■ Entries supplied

= Beginning of Section =

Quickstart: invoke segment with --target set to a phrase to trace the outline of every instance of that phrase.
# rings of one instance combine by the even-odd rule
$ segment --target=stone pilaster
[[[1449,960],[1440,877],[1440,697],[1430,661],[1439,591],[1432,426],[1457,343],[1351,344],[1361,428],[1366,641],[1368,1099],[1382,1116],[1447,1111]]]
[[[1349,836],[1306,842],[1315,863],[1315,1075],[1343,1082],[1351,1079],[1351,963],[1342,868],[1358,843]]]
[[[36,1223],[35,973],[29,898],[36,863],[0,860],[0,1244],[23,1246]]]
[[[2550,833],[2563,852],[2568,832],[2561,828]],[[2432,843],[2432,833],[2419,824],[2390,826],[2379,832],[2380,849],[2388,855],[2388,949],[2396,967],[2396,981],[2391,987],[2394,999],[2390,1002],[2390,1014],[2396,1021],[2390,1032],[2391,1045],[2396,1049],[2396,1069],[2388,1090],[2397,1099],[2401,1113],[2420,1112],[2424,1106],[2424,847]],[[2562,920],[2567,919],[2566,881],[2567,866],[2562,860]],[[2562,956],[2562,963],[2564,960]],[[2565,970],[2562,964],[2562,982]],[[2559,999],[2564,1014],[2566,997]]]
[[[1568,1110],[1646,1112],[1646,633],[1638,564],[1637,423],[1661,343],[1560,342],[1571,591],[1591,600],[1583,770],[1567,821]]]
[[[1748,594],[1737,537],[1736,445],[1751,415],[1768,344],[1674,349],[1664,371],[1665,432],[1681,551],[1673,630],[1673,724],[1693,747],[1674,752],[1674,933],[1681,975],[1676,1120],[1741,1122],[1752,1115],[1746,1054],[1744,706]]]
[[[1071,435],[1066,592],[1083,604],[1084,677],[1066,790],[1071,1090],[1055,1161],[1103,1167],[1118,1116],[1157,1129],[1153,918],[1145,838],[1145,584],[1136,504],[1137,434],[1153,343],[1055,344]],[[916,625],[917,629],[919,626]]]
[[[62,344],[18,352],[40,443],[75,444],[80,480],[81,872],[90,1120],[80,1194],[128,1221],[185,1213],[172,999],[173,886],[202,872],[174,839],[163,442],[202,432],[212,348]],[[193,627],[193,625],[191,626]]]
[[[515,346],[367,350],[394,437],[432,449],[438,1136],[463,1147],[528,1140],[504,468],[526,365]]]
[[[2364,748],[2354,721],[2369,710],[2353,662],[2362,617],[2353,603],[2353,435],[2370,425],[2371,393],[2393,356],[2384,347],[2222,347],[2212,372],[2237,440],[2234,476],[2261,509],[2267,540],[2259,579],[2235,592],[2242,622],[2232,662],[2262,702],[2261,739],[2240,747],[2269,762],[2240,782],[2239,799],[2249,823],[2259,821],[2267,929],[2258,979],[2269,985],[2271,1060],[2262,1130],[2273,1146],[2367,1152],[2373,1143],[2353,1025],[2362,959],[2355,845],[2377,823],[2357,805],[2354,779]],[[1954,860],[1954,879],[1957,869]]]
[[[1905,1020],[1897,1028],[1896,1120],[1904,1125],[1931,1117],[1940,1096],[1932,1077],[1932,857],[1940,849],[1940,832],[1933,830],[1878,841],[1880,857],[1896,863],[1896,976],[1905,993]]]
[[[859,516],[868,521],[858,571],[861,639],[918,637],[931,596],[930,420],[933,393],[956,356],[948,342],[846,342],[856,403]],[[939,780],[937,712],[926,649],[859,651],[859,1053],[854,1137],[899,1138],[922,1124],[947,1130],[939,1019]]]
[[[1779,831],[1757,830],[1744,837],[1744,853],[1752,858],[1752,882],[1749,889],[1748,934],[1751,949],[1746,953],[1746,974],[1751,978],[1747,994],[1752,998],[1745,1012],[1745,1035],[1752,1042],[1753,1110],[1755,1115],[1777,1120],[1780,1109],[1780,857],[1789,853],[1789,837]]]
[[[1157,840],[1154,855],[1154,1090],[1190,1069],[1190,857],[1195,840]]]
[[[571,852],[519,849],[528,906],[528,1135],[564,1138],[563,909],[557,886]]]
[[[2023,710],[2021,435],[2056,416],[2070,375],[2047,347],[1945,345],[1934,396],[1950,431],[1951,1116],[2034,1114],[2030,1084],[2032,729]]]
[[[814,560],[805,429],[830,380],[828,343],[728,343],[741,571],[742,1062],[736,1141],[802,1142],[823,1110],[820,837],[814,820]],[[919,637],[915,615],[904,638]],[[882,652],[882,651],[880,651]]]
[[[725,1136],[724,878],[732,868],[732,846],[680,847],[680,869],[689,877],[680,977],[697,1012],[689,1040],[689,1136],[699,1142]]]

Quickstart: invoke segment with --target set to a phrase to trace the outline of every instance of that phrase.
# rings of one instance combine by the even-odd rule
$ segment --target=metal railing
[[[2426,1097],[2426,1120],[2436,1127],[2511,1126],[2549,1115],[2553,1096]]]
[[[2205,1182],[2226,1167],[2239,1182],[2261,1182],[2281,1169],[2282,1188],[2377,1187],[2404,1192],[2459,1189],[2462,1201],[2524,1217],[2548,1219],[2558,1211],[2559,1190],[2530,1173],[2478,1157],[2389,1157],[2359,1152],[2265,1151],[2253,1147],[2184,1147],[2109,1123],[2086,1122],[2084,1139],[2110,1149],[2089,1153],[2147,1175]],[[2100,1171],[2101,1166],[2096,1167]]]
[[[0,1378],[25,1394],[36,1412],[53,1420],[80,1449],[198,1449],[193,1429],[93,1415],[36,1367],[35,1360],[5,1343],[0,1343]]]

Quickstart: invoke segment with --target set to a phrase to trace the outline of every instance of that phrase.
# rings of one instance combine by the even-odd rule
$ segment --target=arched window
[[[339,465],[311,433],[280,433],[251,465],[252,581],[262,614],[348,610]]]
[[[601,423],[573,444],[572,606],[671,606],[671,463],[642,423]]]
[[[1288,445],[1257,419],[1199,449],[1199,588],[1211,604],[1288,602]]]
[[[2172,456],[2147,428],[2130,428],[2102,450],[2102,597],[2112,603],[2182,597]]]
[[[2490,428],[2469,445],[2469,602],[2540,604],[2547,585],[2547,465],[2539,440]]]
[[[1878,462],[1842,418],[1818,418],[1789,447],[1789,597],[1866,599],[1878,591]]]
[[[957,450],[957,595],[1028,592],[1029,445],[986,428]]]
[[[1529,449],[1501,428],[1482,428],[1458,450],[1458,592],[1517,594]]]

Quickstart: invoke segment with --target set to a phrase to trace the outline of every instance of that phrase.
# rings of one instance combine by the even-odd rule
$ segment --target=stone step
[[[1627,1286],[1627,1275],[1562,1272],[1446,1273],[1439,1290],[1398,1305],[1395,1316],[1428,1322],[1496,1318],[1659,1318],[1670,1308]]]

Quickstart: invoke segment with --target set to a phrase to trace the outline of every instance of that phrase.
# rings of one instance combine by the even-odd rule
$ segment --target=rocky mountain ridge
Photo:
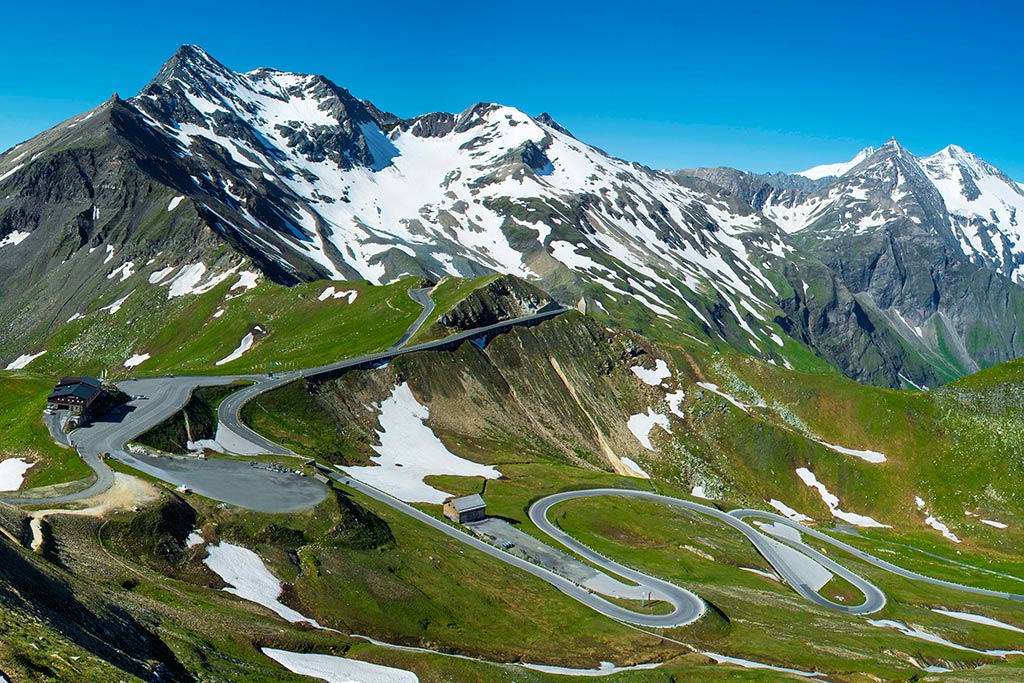
[[[872,326],[938,369],[926,383],[1019,356],[1020,186],[957,146],[917,157],[893,139],[857,159],[810,187],[803,176],[680,174],[748,202],[827,264]]]
[[[251,268],[283,285],[511,274],[655,338],[780,364],[808,346],[889,386],[1014,357],[1024,191],[962,150],[922,161],[892,142],[836,168],[670,175],[546,114],[401,118],[322,76],[184,46],[137,96],[0,156],[0,346],[15,358],[138,287]],[[995,197],[987,214],[971,187]],[[899,254],[862,263],[886,235]],[[896,289],[889,261],[912,274]],[[957,275],[929,292],[939,265]]]

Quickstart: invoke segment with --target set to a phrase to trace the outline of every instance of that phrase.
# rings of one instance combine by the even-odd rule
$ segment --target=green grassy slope
[[[171,300],[165,288],[143,286],[116,313],[96,310],[62,328],[43,344],[47,354],[32,368],[123,376],[310,367],[386,348],[420,310],[407,294],[412,280],[387,287],[334,283],[358,292],[352,304],[347,298],[320,301],[327,282],[281,287],[261,281],[239,293],[231,289],[236,280]],[[216,365],[249,333],[251,350]],[[137,368],[124,367],[134,354],[147,353],[151,357]]]
[[[43,424],[51,391],[53,382],[48,377],[0,374],[0,460],[25,458],[38,463],[29,470],[24,488],[75,481],[91,473],[73,449],[54,443]]]

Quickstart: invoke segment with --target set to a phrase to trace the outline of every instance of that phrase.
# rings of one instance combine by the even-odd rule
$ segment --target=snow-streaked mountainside
[[[1022,281],[1024,190],[1018,183],[956,145],[928,157],[913,155],[896,140],[871,150],[850,164],[828,167],[842,172],[830,174],[839,177],[824,191],[780,192],[762,211],[787,232],[866,232],[902,219],[932,219],[942,224],[939,230],[948,226],[965,256]]]
[[[564,266],[664,312],[659,286],[680,297],[709,282],[730,299],[770,291],[742,235],[783,249],[756,214],[510,107],[399,120],[322,77],[238,74],[198,48],[129,103],[181,153],[230,159],[234,177],[209,173],[186,189],[218,228],[283,267],[275,246],[325,275],[373,283],[489,271],[542,279]],[[255,210],[266,184],[280,197],[269,216]]]
[[[192,217],[204,240],[230,244],[285,284],[511,273],[573,302],[637,306],[641,318],[685,319],[748,350],[777,348],[778,292],[766,272],[792,251],[784,235],[742,202],[610,157],[546,115],[477,104],[400,119],[324,77],[236,73],[186,46],[137,96],[4,155],[0,182],[17,186],[58,145],[93,144],[83,142],[89,126],[105,126],[114,156],[127,150],[166,187],[164,213]],[[105,244],[105,220],[119,218],[92,200],[102,188],[81,194],[76,213],[98,234],[79,240],[68,262]],[[8,215],[17,210],[27,209]],[[139,227],[125,227],[113,261],[90,267],[139,263],[128,253],[140,249]],[[24,239],[22,250],[43,242],[23,222],[0,230],[0,239]],[[144,251],[148,262],[158,249]],[[165,255],[153,267],[194,260]],[[144,271],[121,270],[118,281],[127,291]]]
[[[770,218],[839,276],[866,326],[887,327],[940,376],[1024,353],[1024,191],[973,154],[949,146],[918,157],[893,139],[812,186],[721,168],[680,173]]]
[[[806,171],[797,171],[795,175],[802,175],[803,177],[810,178],[811,180],[821,180],[822,178],[828,178],[830,176],[841,176],[874,153],[874,147],[865,147],[861,151],[857,152],[857,155],[847,162],[839,164],[822,164],[821,166],[809,168]]]
[[[1024,189],[956,145],[920,162],[964,253],[1024,284]]]
[[[947,277],[1004,298],[963,319],[924,287],[873,302],[855,276],[876,269],[847,256],[861,236],[910,226],[1015,276],[1019,186],[962,150],[918,159],[895,141],[812,171],[828,175],[657,172],[546,114],[476,104],[401,118],[322,76],[237,73],[185,46],[135,97],[0,155],[0,362],[153,288],[190,296],[257,272],[284,285],[508,273],[655,338],[777,363],[816,354],[890,386],[1017,353],[1017,290]],[[857,244],[822,246],[846,238]],[[934,272],[945,254],[916,267]],[[940,312],[952,341],[914,332]]]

= End of Section =

■ Exercise
Go through the entries and copy every line that has "stone".

■ Finished exercise
$ segment --target=stone pilaster
$ segment --target=stone step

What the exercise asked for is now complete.